**Written problem A:** Collect every line in the entries below that contains the word "output", matching uppercase and lowercase letters exactly.

** START OF Excerpt **

Daniel Leach

Personal information
- Full name: Daniel James Leach
- Date of birth: 5 January 1986 (age 39)
- Place of birth: Redcliffe, Australia
- Height: 6 ft 2 in (1.88 m)
- Position(s): Defender

Youth career
- 2002-2003: Queensland Academy of Sport
- Brisbane Toro
- Brisbane Strikers
- 2005–2008: Oregon State Beavers

Senior career*
- Years: Team / Apps / (Gls)
- 2004: North Star
- 2004: Brisbane Strikers
- 2009: Portland Timbers U23s / 10 / (2)
- 2009–2012: Barnet / 37 / (2)
- 2010: → Dover Athletic (loan) / 12 / (0)
- Total:  / 59 / (4)

International career
- Australia U17 Pool

= Daniel Leach =

Australian soccer player

Daniel Leach (born 5 January 1986) is an Australian former footballer who last played for Football League Two club Barnet as a defender.

** END OF Excerpt **
** START OF Dataset **

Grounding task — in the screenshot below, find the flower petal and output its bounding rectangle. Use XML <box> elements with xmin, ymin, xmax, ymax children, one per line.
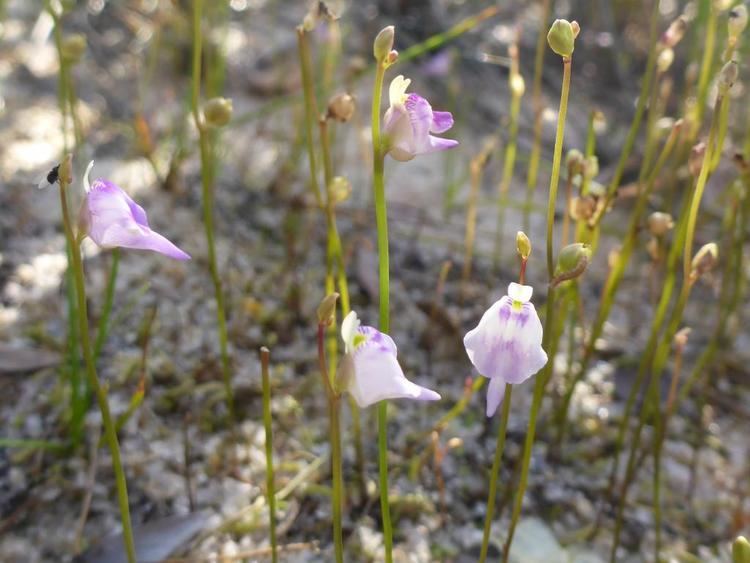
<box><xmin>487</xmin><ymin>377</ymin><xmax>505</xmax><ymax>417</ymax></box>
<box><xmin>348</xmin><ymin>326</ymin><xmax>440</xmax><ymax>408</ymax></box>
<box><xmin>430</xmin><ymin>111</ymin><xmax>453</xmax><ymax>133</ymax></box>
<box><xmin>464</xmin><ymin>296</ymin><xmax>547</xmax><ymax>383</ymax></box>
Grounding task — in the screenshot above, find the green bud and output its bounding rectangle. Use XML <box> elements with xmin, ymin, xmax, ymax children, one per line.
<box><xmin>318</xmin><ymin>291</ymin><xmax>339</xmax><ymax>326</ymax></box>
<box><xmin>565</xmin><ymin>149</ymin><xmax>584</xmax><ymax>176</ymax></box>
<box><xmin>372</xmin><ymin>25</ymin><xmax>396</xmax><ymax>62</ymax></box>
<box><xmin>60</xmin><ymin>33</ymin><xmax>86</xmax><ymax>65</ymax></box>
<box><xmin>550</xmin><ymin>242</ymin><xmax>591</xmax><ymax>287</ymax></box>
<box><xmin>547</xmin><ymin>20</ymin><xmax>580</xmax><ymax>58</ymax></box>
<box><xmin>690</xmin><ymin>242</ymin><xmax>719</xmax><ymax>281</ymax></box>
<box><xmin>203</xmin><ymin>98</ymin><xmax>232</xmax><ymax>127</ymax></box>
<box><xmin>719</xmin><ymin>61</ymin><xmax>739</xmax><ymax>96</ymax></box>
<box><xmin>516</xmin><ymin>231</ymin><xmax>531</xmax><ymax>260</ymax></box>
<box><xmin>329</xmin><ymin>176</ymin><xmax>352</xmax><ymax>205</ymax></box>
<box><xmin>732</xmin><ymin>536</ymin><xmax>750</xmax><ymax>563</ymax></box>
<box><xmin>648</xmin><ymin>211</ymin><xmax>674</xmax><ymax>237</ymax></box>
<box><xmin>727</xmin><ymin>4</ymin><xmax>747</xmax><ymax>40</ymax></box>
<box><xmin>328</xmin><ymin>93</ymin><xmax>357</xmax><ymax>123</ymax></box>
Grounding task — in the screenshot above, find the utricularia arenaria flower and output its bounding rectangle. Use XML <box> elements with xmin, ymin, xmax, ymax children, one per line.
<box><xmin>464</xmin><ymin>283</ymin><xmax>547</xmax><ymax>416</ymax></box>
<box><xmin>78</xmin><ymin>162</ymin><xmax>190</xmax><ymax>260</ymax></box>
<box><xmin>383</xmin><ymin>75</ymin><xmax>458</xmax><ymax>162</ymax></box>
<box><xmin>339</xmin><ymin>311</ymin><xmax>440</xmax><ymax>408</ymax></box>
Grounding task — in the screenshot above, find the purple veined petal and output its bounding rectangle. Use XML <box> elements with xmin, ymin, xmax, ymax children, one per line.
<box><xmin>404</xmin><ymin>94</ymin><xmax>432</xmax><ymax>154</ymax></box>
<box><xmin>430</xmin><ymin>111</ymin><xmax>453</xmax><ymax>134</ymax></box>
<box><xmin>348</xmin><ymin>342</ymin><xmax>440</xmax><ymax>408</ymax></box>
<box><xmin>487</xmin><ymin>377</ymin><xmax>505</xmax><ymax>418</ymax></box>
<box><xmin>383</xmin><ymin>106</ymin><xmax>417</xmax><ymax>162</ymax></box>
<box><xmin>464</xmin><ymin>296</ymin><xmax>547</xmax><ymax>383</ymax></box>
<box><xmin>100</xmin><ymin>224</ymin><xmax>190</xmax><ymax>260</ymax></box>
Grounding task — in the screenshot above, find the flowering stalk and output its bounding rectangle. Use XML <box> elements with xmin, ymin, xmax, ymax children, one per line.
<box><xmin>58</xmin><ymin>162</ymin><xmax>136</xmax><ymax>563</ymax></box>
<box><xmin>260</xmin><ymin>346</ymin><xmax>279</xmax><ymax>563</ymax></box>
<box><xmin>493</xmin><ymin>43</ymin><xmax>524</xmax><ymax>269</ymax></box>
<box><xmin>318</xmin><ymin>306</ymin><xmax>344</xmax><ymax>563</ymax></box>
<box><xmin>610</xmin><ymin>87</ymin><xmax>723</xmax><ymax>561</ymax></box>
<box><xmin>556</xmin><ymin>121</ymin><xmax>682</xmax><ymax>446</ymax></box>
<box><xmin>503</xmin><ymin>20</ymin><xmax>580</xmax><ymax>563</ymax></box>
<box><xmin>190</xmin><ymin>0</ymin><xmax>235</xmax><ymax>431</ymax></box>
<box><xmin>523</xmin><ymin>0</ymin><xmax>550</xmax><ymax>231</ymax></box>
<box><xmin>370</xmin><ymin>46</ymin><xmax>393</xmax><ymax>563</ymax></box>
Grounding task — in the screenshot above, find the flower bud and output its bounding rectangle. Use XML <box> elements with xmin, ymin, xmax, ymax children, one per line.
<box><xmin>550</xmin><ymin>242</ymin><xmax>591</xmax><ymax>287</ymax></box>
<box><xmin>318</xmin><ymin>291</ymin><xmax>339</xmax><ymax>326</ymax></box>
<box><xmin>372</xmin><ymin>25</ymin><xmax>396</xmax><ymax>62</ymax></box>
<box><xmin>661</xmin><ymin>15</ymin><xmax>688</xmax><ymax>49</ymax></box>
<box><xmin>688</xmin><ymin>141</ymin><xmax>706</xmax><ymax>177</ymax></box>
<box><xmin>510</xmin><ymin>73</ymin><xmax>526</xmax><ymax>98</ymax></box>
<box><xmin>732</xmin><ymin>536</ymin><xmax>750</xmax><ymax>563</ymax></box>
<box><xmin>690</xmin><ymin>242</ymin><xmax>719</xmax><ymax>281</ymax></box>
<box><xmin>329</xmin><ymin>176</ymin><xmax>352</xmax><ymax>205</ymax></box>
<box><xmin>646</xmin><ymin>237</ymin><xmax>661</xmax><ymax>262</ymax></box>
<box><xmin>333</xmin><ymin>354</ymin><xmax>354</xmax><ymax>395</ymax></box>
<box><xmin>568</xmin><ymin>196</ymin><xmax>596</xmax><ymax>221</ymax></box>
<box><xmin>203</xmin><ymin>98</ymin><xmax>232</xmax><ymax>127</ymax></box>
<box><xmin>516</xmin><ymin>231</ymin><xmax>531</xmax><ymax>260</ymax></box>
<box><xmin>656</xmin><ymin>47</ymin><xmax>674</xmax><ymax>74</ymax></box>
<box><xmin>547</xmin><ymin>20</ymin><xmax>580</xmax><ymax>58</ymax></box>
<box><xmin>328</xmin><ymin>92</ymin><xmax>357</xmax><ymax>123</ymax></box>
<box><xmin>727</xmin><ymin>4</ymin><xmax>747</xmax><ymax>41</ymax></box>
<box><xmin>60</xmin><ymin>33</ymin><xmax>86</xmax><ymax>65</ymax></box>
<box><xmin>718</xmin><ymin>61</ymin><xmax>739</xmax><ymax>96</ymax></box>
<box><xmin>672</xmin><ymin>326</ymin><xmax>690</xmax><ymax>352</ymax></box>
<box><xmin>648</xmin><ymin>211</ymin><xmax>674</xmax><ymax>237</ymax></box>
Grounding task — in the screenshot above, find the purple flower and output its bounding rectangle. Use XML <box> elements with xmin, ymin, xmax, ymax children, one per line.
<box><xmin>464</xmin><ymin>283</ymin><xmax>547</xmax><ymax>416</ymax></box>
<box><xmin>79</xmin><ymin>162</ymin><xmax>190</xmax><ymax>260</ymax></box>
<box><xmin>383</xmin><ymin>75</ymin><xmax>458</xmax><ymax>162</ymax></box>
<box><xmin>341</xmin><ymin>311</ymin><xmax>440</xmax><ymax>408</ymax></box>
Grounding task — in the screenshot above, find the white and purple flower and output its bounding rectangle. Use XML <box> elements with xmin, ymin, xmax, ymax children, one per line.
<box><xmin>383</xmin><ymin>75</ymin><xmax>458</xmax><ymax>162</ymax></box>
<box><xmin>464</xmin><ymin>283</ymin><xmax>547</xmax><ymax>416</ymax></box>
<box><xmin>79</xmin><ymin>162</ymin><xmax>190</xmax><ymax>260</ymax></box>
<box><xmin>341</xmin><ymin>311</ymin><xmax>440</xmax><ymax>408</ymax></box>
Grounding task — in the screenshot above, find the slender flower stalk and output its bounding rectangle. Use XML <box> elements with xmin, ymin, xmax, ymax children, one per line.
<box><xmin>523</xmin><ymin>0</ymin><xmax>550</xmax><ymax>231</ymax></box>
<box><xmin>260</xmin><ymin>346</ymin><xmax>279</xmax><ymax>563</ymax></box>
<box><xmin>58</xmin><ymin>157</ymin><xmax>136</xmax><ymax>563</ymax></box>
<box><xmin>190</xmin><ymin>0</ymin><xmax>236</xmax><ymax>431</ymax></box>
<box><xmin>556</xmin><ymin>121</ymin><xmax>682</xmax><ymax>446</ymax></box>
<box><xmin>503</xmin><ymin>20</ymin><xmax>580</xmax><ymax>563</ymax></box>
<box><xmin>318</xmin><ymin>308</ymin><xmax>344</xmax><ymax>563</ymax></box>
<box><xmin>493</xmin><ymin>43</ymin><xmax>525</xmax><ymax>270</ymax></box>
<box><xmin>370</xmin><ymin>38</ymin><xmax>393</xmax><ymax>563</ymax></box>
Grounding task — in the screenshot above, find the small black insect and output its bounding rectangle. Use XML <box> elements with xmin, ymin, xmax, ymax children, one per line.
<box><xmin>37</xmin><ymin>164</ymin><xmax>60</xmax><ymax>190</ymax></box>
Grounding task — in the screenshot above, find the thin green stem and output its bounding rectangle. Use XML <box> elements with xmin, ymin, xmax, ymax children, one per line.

** END OF Dataset **

**Written problem B:** Return the part of the Daniel Leach profile above starting at "- Position(s): Defender" and ending at "Barnet / 37 / (2)", copied word for word.

**Correct answer A:**
Grounding task — in the screenshot below, find the flower petal and output its bounding rectangle. Use XML <box> elements with xmin, ymin, xmax, ymax children, one per line.
Grounding task — in the screenshot above, find the green bud and output its bounding rectangle. Use XML <box> elements with xmin, ymin, xmax, ymax children, one per line.
Grounding task — in the screenshot above, find the utricularia arenaria flower and output its bounding rectangle. Use XML <box> elements with xmin, ymin, xmax, ymax children, one per line.
Grounding task — in the screenshot above, find the purple veined petal and output its bounding rectangle. Use XML <box> elements with xmin, ymin, xmax, ymax children, one per line.
Grounding task — in the screenshot above, find the flowering stalk and output its bounding rectangle. Use XML <box> elements with xmin, ymin, xmax, ymax children, one per line.
Grounding task — in the screenshot above, find the flower bud and output its bounding rectangle. Use XML <box> elements with xmin, ymin, xmax, ymax children, one per line.
Grounding task — in the screenshot above, find the purple flower and output its bounding rectangle. Use XML <box> elements with xmin, ymin, xmax, ymax children, one per line.
Grounding task — in the screenshot above, find the white and purple flower and output its bounding rectangle. Use XML <box> elements with xmin, ymin, xmax, ymax children, one per line.
Grounding task — in the screenshot above, find the slender flower stalk and output its bounding rectangle. Use XML <box> elements with xmin, ymin, xmax, ymax children, one per line.
Grounding task — in the screenshot above, find the small black insect and output its bounding rectangle. Use XML <box> elements with xmin, ymin, xmax, ymax children, one per line.
Grounding task — in the screenshot above, find the thin green stem and output its bounding rectangle. Use XML <box> elements with xmin, ymin, xmax, ymax children, one per line.

**Correct answer B:**
- Position(s): Defender

Youth career
- 2002-2003: Queensland Academy of Sport
- Brisbane Toro
- Brisbane Strikers
- 2005–2008: Oregon State Beavers

Senior career*
- Years: Team / Apps / (Gls)
- 2004: North Star
- 2004: Brisbane Strikers
- 2009: Portland Timbers U23s / 10 / (2)
- 2009–2012: Barnet / 37 / (2)